Przepisz dosłownie rekordy od pierwszego wiersza do wiersza z „76;301;358;486” włącznie.

Wyciąg danych:
• • •

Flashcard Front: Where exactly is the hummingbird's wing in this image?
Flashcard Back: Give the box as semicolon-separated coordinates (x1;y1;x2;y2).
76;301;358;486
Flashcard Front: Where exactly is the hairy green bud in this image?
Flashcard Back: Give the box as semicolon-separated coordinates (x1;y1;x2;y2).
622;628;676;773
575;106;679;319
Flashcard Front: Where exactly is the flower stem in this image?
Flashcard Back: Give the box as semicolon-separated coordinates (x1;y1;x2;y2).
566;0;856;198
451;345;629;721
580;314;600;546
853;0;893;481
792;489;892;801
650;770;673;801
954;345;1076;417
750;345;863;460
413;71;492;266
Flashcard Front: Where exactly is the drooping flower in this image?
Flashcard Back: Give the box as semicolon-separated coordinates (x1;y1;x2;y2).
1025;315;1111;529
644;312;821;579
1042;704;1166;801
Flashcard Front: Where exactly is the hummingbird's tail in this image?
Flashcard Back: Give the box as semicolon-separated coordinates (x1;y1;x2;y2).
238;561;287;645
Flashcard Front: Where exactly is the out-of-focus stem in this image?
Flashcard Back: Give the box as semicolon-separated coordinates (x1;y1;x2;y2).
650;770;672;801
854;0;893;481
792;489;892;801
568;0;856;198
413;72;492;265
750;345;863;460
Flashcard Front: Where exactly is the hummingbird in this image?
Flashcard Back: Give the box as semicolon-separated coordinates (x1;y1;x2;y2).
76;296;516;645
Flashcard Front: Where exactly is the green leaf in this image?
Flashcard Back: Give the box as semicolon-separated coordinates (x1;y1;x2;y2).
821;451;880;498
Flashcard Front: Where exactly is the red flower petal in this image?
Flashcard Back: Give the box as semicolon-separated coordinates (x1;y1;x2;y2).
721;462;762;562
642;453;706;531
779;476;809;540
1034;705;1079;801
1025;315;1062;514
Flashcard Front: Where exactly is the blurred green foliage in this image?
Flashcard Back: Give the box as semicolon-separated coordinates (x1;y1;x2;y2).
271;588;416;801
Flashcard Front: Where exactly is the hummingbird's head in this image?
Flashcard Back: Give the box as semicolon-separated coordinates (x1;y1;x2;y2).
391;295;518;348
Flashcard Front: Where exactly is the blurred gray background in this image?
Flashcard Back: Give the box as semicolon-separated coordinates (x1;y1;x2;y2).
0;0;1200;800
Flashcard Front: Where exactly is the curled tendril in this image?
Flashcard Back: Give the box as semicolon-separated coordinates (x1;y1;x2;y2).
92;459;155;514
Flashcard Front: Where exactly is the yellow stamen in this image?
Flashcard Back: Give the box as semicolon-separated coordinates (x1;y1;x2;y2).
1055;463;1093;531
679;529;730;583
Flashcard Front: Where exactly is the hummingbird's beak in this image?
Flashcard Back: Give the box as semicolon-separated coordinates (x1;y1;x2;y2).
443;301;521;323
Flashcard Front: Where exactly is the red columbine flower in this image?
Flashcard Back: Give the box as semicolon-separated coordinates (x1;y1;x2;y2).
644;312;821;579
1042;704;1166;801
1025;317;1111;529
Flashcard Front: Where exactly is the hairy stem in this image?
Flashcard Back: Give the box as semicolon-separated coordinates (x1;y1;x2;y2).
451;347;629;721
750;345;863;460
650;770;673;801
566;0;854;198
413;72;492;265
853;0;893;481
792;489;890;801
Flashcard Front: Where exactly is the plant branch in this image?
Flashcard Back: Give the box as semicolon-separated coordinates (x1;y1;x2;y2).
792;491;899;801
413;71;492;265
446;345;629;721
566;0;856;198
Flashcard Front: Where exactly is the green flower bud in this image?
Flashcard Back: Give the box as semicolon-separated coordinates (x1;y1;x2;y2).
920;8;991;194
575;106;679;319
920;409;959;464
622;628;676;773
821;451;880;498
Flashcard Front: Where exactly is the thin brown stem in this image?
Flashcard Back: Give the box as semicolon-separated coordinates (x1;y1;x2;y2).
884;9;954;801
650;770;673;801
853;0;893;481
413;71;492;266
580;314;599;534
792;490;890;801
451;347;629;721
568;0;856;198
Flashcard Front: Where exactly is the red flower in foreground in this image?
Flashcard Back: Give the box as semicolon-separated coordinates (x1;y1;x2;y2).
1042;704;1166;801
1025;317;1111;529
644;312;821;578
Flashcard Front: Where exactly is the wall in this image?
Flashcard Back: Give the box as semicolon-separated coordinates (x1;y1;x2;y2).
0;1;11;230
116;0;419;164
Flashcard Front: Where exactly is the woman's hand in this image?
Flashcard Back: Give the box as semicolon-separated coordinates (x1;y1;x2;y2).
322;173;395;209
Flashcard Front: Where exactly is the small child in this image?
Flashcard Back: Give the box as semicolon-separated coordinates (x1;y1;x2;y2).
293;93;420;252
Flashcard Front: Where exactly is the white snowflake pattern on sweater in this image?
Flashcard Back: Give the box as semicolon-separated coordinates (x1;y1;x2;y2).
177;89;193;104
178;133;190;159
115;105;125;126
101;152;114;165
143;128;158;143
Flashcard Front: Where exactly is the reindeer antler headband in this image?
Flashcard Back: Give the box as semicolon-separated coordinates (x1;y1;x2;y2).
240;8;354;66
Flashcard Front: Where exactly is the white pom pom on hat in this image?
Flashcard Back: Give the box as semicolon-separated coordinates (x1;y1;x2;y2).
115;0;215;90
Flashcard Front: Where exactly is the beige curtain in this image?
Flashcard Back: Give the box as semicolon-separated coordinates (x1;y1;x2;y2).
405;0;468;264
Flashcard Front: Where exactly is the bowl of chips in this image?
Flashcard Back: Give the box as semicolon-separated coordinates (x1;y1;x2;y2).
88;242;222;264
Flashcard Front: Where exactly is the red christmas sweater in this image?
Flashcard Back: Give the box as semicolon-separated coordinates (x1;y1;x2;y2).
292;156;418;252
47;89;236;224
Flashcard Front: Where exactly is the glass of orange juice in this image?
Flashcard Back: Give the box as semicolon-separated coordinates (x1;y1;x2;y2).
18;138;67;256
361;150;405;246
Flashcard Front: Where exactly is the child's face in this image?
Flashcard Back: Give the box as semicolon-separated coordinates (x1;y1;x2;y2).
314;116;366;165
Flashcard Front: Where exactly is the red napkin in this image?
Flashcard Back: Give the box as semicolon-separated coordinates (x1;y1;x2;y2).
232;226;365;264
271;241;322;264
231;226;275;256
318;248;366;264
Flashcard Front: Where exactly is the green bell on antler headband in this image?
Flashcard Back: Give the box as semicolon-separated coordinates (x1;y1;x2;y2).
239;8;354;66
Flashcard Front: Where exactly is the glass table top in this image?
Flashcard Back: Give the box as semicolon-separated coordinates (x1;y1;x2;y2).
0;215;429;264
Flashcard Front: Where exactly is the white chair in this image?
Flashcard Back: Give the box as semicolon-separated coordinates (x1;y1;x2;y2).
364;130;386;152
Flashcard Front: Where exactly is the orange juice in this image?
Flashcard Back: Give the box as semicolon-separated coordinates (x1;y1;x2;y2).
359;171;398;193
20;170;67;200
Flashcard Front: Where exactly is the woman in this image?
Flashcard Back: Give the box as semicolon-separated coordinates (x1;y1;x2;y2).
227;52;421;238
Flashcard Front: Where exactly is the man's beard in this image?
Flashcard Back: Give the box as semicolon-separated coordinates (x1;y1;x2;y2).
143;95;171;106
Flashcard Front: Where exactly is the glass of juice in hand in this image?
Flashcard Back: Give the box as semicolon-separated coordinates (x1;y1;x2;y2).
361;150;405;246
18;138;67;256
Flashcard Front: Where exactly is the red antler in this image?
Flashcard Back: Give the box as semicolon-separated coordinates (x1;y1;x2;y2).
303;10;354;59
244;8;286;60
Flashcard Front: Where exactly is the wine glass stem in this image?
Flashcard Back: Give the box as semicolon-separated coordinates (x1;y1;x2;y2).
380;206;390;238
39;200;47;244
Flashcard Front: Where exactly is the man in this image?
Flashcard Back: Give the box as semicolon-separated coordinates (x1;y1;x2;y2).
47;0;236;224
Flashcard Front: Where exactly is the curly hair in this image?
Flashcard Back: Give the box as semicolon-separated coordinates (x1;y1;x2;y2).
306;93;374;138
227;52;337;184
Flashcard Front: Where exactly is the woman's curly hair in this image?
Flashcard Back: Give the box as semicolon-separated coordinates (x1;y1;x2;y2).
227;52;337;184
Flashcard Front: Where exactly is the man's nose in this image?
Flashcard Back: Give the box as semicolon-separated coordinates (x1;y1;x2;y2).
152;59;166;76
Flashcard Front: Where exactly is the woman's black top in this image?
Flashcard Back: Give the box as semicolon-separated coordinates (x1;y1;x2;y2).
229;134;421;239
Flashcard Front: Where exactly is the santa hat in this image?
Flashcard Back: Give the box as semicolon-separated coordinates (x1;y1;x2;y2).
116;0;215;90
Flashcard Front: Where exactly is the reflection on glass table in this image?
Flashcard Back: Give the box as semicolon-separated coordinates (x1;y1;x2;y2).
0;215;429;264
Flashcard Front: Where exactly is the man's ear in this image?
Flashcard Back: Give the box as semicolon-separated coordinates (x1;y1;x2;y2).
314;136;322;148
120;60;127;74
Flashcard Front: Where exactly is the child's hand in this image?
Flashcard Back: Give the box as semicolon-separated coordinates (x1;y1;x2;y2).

• • •

Rozwiązanie zadania:
Flashcard Front: Where exactly is the hummingbird's wing in this image?
Flashcard Back: Give the box as semicolon-separated coordinates (x1;y1;x2;y2).
76;301;358;486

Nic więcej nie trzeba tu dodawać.